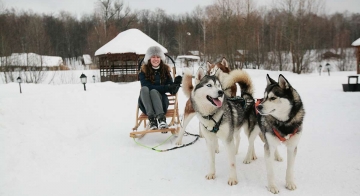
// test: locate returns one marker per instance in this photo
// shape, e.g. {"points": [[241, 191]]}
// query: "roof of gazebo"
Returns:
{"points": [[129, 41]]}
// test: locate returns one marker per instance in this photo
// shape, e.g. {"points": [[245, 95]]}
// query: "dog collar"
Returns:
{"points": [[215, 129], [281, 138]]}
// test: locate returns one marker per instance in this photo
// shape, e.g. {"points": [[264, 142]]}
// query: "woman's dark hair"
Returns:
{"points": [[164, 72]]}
---
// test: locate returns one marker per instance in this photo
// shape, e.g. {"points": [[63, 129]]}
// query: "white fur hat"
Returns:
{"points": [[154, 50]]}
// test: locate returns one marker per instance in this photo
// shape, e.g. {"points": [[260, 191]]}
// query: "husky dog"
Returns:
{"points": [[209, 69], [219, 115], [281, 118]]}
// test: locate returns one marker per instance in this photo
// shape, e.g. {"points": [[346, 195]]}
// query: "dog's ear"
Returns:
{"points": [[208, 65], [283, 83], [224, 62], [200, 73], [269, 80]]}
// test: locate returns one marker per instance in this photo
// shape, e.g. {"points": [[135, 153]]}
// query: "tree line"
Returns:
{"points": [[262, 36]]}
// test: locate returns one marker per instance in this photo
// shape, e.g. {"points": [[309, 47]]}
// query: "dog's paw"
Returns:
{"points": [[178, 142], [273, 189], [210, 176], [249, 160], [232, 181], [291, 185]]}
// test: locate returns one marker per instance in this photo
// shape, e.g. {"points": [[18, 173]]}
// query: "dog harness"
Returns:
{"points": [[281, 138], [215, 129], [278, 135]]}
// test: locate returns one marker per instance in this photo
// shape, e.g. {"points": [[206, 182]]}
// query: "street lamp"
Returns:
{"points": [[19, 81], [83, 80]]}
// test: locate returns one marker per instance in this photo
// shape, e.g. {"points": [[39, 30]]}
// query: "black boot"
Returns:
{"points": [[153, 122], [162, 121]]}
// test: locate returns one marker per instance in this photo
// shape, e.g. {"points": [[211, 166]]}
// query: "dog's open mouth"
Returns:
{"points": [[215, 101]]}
---
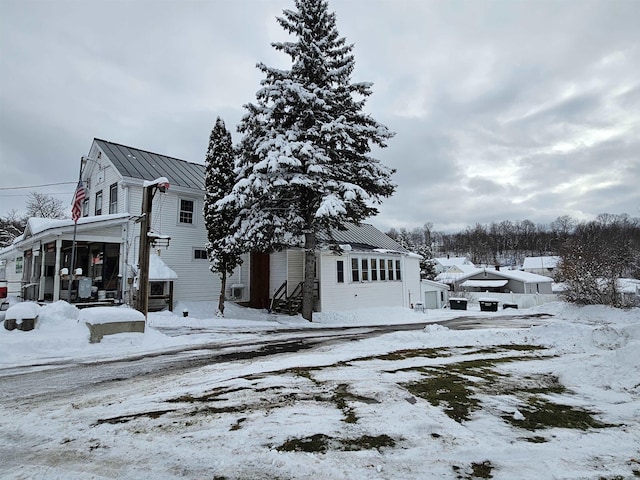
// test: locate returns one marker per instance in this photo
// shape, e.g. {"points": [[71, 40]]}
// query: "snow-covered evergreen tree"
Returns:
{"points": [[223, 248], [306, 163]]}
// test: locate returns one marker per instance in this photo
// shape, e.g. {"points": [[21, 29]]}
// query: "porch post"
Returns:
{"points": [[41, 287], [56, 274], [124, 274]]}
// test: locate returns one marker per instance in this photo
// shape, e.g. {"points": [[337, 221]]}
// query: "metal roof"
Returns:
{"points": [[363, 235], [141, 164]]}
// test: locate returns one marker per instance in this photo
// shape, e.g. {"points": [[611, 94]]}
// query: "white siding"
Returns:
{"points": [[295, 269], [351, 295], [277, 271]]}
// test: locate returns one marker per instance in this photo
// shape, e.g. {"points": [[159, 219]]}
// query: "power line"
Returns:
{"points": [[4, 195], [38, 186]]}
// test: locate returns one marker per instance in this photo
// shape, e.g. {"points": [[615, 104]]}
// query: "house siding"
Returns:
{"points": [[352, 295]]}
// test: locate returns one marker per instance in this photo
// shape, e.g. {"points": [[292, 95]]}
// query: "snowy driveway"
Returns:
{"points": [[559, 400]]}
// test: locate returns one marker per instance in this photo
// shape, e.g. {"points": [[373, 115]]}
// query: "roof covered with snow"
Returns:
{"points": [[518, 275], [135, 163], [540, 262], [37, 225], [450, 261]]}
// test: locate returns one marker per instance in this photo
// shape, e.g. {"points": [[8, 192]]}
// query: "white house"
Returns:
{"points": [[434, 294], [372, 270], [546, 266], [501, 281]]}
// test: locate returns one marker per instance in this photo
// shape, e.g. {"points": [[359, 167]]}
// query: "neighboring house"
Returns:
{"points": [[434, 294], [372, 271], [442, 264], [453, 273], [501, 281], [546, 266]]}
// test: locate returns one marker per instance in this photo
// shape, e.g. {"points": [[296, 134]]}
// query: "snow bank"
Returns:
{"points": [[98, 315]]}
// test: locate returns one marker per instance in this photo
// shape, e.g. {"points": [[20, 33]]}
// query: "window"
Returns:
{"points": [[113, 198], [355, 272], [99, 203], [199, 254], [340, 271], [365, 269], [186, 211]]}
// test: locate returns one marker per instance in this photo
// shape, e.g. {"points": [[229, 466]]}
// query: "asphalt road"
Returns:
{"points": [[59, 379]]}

» GIVEN PROBLEM
Collect every line of the items above that contains the string "white", matching case exactly.

» ANSWER TO THE EXERCISE
// query: "white fur hat"
// query: "white siding"
// query: "white house"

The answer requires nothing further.